= Task statement =
Repeat the entries exactly as they are written.
---- Exercise data
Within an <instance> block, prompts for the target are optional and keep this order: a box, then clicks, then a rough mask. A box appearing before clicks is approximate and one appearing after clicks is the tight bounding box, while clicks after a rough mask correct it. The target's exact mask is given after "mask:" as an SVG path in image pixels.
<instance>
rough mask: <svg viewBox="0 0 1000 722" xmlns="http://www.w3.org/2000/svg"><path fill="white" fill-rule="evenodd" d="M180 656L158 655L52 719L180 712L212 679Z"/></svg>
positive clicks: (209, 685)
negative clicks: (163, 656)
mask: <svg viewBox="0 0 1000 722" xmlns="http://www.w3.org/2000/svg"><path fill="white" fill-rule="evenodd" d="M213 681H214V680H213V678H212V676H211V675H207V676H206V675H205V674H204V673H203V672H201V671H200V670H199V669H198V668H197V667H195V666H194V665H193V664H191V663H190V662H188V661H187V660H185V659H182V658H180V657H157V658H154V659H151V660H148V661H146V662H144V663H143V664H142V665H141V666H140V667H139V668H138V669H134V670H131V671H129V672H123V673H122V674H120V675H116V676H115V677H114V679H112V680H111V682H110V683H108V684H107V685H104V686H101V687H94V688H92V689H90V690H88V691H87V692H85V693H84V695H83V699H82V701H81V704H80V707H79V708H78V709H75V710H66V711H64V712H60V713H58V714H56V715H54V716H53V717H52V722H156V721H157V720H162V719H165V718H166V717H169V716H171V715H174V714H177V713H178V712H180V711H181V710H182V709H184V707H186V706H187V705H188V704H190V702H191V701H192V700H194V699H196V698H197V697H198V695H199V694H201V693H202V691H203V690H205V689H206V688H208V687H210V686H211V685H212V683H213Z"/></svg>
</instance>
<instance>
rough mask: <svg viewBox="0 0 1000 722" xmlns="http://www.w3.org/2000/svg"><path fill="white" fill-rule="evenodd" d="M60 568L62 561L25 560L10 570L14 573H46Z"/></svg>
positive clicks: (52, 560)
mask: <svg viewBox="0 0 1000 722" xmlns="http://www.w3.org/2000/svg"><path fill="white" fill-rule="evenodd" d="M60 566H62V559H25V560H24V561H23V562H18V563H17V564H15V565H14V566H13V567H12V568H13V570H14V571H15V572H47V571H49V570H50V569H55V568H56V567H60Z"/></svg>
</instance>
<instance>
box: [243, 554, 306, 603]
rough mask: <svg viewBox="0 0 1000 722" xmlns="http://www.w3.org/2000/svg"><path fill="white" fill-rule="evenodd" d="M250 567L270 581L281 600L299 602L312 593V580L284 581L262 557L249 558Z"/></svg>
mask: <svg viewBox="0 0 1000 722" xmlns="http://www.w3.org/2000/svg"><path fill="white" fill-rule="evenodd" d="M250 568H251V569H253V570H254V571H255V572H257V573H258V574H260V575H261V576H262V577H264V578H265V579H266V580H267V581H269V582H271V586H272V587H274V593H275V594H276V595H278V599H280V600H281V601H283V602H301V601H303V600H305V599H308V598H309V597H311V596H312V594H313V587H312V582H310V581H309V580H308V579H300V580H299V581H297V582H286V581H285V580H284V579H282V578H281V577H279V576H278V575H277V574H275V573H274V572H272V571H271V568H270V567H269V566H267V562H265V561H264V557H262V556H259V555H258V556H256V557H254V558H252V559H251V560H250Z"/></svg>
--------
= Solution to this exercise =
Within an <instance> block, prompts for the target are optional and keep this order: a box, then clicks, then a rough mask. A box appearing before clicks is approximate and one appearing after clicks is the tight bounding box, while clicks after a rough mask correct it. The target's exact mask is given after "mask:" as an SVG path in image pixels.
<instance>
rough mask: <svg viewBox="0 0 1000 722" xmlns="http://www.w3.org/2000/svg"><path fill="white" fill-rule="evenodd" d="M180 656L158 655L52 719L180 712L212 679Z"/></svg>
positive clicks: (209, 685)
negative clicks: (163, 656)
mask: <svg viewBox="0 0 1000 722" xmlns="http://www.w3.org/2000/svg"><path fill="white" fill-rule="evenodd" d="M213 681H214V680H213V678H212V676H211V675H207V676H206V675H205V674H204V673H203V672H201V671H200V670H199V669H198V668H197V667H195V666H194V665H193V664H191V663H190V662H188V661H187V660H185V659H182V658H180V657H157V658H154V659H151V660H148V661H146V662H144V663H143V664H142V665H141V666H140V667H139V668H138V669H134V670H131V671H129V672H123V673H122V674H120V675H116V676H115V677H114V679H112V680H111V682H110V683H108V684H107V685H104V686H101V687H94V688H92V689H90V690H88V691H87V692H85V693H84V695H83V699H82V701H81V704H80V707H79V708H78V709H75V710H66V711H64V712H60V713H58V714H56V715H54V716H53V717H52V722H156V721H157V720H162V719H165V718H166V717H169V716H171V715H174V714H177V713H178V712H180V711H181V710H182V709H184V707H186V706H187V705H188V704H190V702H191V701H192V700H194V699H196V698H197V697H198V695H199V694H201V693H202V691H203V690H205V689H206V688H208V687H210V686H211V685H212V683H213Z"/></svg>
</instance>
<instance>
rough mask: <svg viewBox="0 0 1000 722" xmlns="http://www.w3.org/2000/svg"><path fill="white" fill-rule="evenodd" d="M60 568L62 561L25 560L10 570L14 573H46Z"/></svg>
positive clicks: (52, 560)
mask: <svg viewBox="0 0 1000 722" xmlns="http://www.w3.org/2000/svg"><path fill="white" fill-rule="evenodd" d="M60 566H62V559H25V560H24V561H23V562H18V563H17V564H15V565H14V566H13V567H12V568H13V570H14V571H15V572H47V571H49V570H50V569H55V568H56V567H60Z"/></svg>
</instance>
<instance>
box: [243, 554, 306, 603]
rough mask: <svg viewBox="0 0 1000 722" xmlns="http://www.w3.org/2000/svg"><path fill="white" fill-rule="evenodd" d="M250 567L270 581L281 600L299 602L312 593V580L284 581L262 557L249 558Z"/></svg>
mask: <svg viewBox="0 0 1000 722" xmlns="http://www.w3.org/2000/svg"><path fill="white" fill-rule="evenodd" d="M250 568H251V569H253V570H254V571H255V572H257V573H258V574H260V575H261V576H262V577H264V578H265V579H266V580H267V581H269V582H271V586H272V587H274V593H275V594H276V595H278V599H280V600H281V601H283V602H301V601H303V600H305V599H308V598H309V597H311V596H312V594H313V587H312V582H310V581H309V580H308V579H300V580H299V581H297V582H286V581H285V580H284V579H282V578H281V577H279V576H278V575H277V574H275V573H274V572H272V571H271V568H270V567H269V566H267V562H265V561H264V557H262V556H259V555H258V556H256V557H254V558H252V559H251V560H250Z"/></svg>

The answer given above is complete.